--- Okunacak Metin ---
Tenkis Davası

Tenkis Nedir?

Tenkis, kelime anlamıyla eksiltme, düzeltme veya azaltma anlamına gelmektedir. Bu kavram miras hukukunda kullanıldığında, miras tenkisi ifadesiyle miras bırakanın ölümünden önce yaptığı tasarruflar nedeniyle miras olarak kalacak malvarlığındaki eksilmenin giderilmesi veya düzeltilmesi anlamına gelmektedir.  

Bursa Avukat ve Bursa Miras Avukatı olarak tenkis davası ile ilgili tüm sorularınız için uzman avukat kadromuzdan hukuki destek alabileceğinizi belirtmek isteriz.

Tenkis Davası Nedir?

Bir mirasçının, miras bırakanın yapmış olduğu çeşitli tasarruflarla saklı payını ihlal ettiğini iddia ederek yasal saklı payını talep ettiği davalara mirasta tenkis davası denir. Burada mirasçı olan kişi, miras bırakanın vefat etmeden önce yapmış olduğu bazı mal varlığı devirleri veya bağışları ile kendisine miras olacak mal varlıklarının yasal saklı payını ihlal edecek şekilde eksiltildiğini iddia ederek bu eksilmenin düzeltilmesini ve kendisine saklı payının verilmesini talep etmektedir. Bu davayı anlamak için öncelikle kısaca saklı pay kavramına değinmek faydalı olacaktır.

Yasal Mirasçılar Kimlerdir ve Miras Oranları Ne Kadardır?
---
## [Çözülecek Sorular]
**A)** Tenkis davasıyla ilgili metni iki cümlede özetleyin.
**B)** Tenkis davası metninin "Bir mirasçının, miras bırakanın" sözlerinden başlayıp "değinmek faydalı olacaktır." sözlerine kadar, bu sözler de dahil olmak üzere, olan kısmını hiç değiştirmeden yeniden yazın.
**C)** Tenkis davasını anlatan metnin devamını yazın.
--- Verilen Bilgiler ---
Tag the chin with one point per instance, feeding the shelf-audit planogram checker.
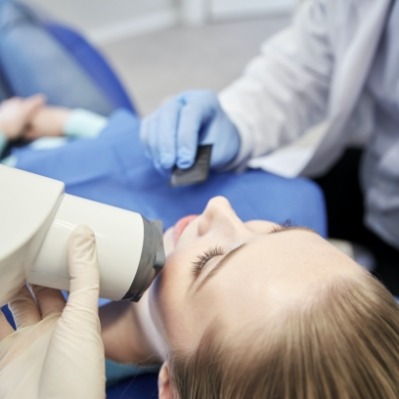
---
## [Yanıt Olarak]
**A)** Miras hukukunda tenkis, miras bırakanın ölümünden önce yaptığı tasarruflar yüzünden miras olarak kalacak malvarlığında oluşan eksilmenin giderilmesi veya düzeltilmesi demektir. Tenkis davası ise bir mirasçının, miras bırakanın bağış ya da mal varlığı devri gibi tasarruflarla saklı payını ihlal ettiğini ileri sürerek bu eksilmenin düzeltilmesini ve saklı payının kendisine verilmesini istediği davadır.

**B)**
Bir mirasçının, miras bırakanın yapmış olduğu çeşitli tasarruflarla saklı payını ihlal ettiğini iddia ederek yasal saklı payını talep ettiği davalara mirasta tenkis davası denir. Burada mirasçı olan kişi, miras bırakanın vefat etmeden önce yapmış olduğu bazı mal varlığı devirleri veya bağışları ile kendisine miras olacak mal varlıklarının yasal saklı payını ihlal edecek şekilde eksiltildiğini iddia ederek bu eksilmenin düzeltilmesini ve kendisine saklı payının verilmesini talep etmektedir. Bu davayı anlamak için öncelikle kısaca saklı pay kavramına değinmek faydalı olacaktır.

**C)**
Hukuk sistemimizde, yasal mirasçılar zümre sistemine göre belirlenir. Bu sistem üç dereceden oluşur ve miras paylaşımında yasal mirasçı olabilmek için, bu derecelerden birinde yer almak gerekir. İlk derecede mirasçı bulunmaması durumunda, miras sırası ikinci derecedeki mirasçılara, orada da kimse yoksa üçüncü derecedeki mirasçılara geçer. Bu süreçte, hayatta kalan eş de bu mirasçılarla birlikte mirasa dahil olur. Eğer herhangi bir derecede mirasçı varsa miras diğer zümreye geçmez.

Zümre sistemine göre mirasçıları belirlemek için şu kriterler kullanılır:

  1. Birinci derece mirasçılar, miras bırakanın altsoyu, yani çocukları ve torunlarıdır. Eğer bir çocuk ölmüşse, onun yerini kendi altsoyu alır, yani miras bırakanın torunu mirasçı olur.
  2. İkinci derece mirasçılar, miras bırakanın anne-babası, kardeşleri ve yeğenleridir. Eğer miras bırakanın altsoyu yoksa, anne-baba mirasçı olur. Anne-baba ölmüşse, kardeşler halefiyet ilkesine göre mirasçı olur, ancak bir kardeş ölmüşse, onun altsoyu yani yeğenler mirasçı olur.
  3. Üçüncü derece mirasçılar ise büyükanne ve büyükbabalardır. Eğer miras bırakanın anne-babası ve onların altsoyu yoksa, büyükanne ve büyükbabalar eşit olarak mirasçı olur. Eğer üçüncü derecede de mirasçı kalmamışsa ve hayatta kalan eş de yoksa, miras devlet hazinesine geçer.

Sağ kalan eş herhangi bir derece mirasçısı değildir. Hangi derecenin mirasçılık hakkı var ise, sağ kalan eş de o zümreyle birlikte mirasçı olur. Buna göre;

  1. Sağ kalan eş, miras bırakanın altsoyu ile birlikte mirasçı olursa mirasın 1/4’ünü alır, kalan 3/4’ünü ise miras bırakanın altsoyu yani çocukları alır ve eşit olarak paylaşır.
  2. Sağ kalan eş, miras bırakanın anne ve babasıyla birlikte mirasçı olursa mirasın 2/4‘ünü alır, kalan 2/4’ünü ise anne ve baba eşit olarak paylaşır.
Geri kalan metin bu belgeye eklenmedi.